_TEKS BACAAN_:
▽

Siapa yang masuk kategori ini ? Tentunya bagi pengusaha/perorangan yang dengan kesadarannya rela mengembalikan semua harta dari hasil tindak kejahatannya. Mengapa boleh diampuni ? Karena harta yang dikembalikan tersebut bisa dimanfaatkan oleh pemerintah untuk memperbaiki berbagai kerusakan yang telah terjadi. Juga, apabila ada tuntutan dari pihak lain, pemerintah bisa melakukan hal yang sama. Dan, mereka sebenarnya masih tetap terhukum dengan “hilangnya sumber kekayaan” tidak halal yang selama ini dimilikinya.
Kalau yang seperti itu, dan rakyat bisa menerima, masih bolehlah dikatakan sebagai upaya rekonsiliasi bangsa di bidang perpajakan. Namun, untuk mereka ini harus ada syaratnya, yaitu memberi kuasa kepada pemerintah untuk bisa mengetahui semua harta yang dia simpan.
6. Tidak melaporkan – bukan harta kekayaan
Para pengusaha/badan usaha yang bergerak dalam bisnis ekspor – impor, tentunya butuh kemudahan dalam berbagai aktivitas yang terkait dengan bisnis tersebut. Karena itu mereka butuh menyimpan dananya di luar negeri untuk kepentingan biaya opasionalnya, bukan sebagai simpanan harta kekayaannya. Karena selama ini tidak ada aturan tentang simpanan di LN, maka mereka kemudian menyimpan sesuai dengan keinginannya.
Namun setelah kita mengetahui adanya dampak simpanan di luar negeri yang bisa memberikan pengaruh negatif terhadap nilai tukar rupiah, maka untuk ke depannya, pemerintah harus membatasi jumlah dana yang boleh disimpan di luar negeri ini. Juga, mereka diharuskan rutin lapor pada lembaga yang berwenang mengurusi hal ini.

△

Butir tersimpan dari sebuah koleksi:
▽

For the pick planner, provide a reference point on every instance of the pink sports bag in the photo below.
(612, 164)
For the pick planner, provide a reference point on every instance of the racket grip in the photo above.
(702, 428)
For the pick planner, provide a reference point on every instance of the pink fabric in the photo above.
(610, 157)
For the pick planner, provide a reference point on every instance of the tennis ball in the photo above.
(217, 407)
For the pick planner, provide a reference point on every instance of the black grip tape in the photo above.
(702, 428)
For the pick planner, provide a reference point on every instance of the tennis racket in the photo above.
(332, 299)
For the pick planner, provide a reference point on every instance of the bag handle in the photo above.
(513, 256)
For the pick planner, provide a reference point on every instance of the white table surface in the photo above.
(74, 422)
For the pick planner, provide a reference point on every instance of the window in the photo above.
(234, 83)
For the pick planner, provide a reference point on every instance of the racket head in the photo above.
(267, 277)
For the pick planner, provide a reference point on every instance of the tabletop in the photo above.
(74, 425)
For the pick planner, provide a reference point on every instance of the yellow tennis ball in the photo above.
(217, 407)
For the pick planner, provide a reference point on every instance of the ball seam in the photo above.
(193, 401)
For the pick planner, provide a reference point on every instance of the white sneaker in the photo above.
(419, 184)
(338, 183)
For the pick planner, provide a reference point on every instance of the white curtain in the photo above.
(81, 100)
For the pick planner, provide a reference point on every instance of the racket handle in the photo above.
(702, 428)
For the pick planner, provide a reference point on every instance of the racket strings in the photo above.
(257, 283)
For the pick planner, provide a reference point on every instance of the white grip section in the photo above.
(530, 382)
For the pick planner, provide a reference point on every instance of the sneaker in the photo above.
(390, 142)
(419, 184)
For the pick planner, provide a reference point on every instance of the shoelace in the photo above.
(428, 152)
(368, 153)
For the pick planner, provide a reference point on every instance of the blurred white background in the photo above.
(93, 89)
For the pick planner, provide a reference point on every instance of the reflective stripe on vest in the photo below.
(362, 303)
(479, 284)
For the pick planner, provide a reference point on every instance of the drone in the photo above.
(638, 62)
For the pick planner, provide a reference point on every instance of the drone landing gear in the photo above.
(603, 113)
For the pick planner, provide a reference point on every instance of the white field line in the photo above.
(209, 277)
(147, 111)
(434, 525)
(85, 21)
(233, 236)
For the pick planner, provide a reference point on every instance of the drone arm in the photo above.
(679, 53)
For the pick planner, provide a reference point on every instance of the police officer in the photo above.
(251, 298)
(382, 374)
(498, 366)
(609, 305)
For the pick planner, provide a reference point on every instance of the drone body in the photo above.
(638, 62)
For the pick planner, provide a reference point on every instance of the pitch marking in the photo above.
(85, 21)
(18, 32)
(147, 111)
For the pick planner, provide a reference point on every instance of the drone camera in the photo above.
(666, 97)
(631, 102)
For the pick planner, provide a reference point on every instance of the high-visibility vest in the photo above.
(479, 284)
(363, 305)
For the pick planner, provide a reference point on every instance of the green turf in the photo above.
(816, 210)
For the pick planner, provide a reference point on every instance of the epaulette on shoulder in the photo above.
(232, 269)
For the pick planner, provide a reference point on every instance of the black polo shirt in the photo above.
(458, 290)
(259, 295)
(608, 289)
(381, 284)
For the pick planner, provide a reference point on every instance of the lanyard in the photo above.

△

_SOAL TERTULIS A_:
Dalam teks tentang pengampunan pajak, apa syarat yang harus dipenuhi oleh mereka yang rela mengembalikan semua harta hasil tindak kejahatannya?
_SOAL TERTULIS B_:
Ulangi tanpa perubahan apa pun bagian teks tentang pengampunan pajak yang diawali kata-kata "Kalau yang seperti" dan diakhiri kata-kata "sesuai dengan keinginannya.".
_SOAL TERTULIS C_:
Tuliskan kelanjutan teks tentang pengampunan pajak, dimulai sesudah kalimat terakhirnya.

_HASIL A_:
Mereka harus memberi kuasa kepada pemerintah untuk bisa mengetahui semua harta yang mereka simpan.

_HASIL B_:
Kalau yang seperti itu, dan rakyat bisa menerima, masih bolehlah dikatakan sebagai upaya rekonsiliasi bangsa di bidang perpajakan. Namun, untuk mereka ini harus ada syaratnya, yaitu memberi kuasa kepada pemerintah untuk bisa mengetahui semua harta yang dia simpan.
6. Tidak melaporkan – bukan harta kekayaan
Para pengusaha/badan usaha yang bergerak dalam bisnis ekspor – impor, tentunya butuh kemudahan dalam berbagai aktivitas yang terkait dengan bisnis tersebut. Karena itu mereka butuh menyimpan dananya di luar negeri untuk kepentingan biaya opasionalnya, bukan sebagai simpanan harta kekayaannya. Karena selama ini tidak ada aturan tentang simpanan di LN, maka mereka kemudian menyimpan sesuai dengan keinginannya.

_HASIL C_:
7. Tidak melaporkan – diberi insentif “spesial”
Selain pengusaha yang menjalankan usahanya di dalam negeri, ada juga pengusaha Indonesia yang berhasil menjadi pengusaha di luar negeri, namun dengan “tidak membawa uang” dari negeri sendiri, tetapi mereka didanai oleh bank luar negeri. Pengusaha-pengusaha seperti ini mungkin jumlahnya tidak banyak. Mereka inilah yang dalam kategori tidak boleh didenda, bahkan kalau mau menyimpan dananya di Indonesia harus diberi “insentif kehormatan”. Kalau mereka tidak mau, harus terus diupayakan agar mereka mau. Bukankah mereka itu WNI ? Ini sama dengan pengusaha asing yang diharapkan mau menyimpan hasil keuntungannya di Indonesia, kalau ada insentif yang menarik.
Jadi memiliki harta kekayaan yang tidak dilaporkan itu, tidak serta-merta mereka harus dicap sebagai penjahat. Karena kalau dananya tidak diperoleh dari tindak kejahatan, mereka hanya dikategorikan sebagai orang yang tidak jujur. Hal tersebut mereka lakukan, bisa jadi diakibatkan oleh sikap pemerintah sendiri yang seringkali memperlakukan para pengusaha itu hanya sebagai sapi perah, tanpa pernah memahami bahwa para pengusaha ini sebenarnya juga sangat membutuhkan dukungan dari pemerintah, apabila mereka sedang menghadapi permasalahan. Sebagaimana yang telah dilakukan banyak negara terhadap para pengusahanya.
Terkait dengan RUU Tax Amnesty, Pak Jokowi dan DPR janganlah gegabah “mengampuni” para pelaku tindak kejahatan tersebut. Jangan hanya tergiur oleh besarnya dana saja ! Pertimbangkan konsekuensi ke depannya terhadap penegakan hukum di Indonesia. Jangan sampai setiap kali polisi atau KPK bersusah payah untuk menegakkan hukum, ternyata kemudian dijawab ini sudah dapat pengampunan. Jangan sampai kita semua mengatakan ternyata penegakan hukum di era Pak Jokowi dan DPR 2014 - 2019 bisa dibeli oleh orang-orang jahat yang memiliki uang banyak. Jangan sampai di era Pak Jokowi dan DPR 2014 – 2019, kita tidak bisa membedakan mana para pelaku tindak kejahatan dan mana yang bukan pelaku tindak kejahatan, karena sebagian penjahat telah mendapat “perlindungan” dari pemerintah. Jangan sampai di era Pak Jokowi dan DPR 2014 – 2019, para pejabat koruptor menjadi tidak diketahui dan menjadi aman.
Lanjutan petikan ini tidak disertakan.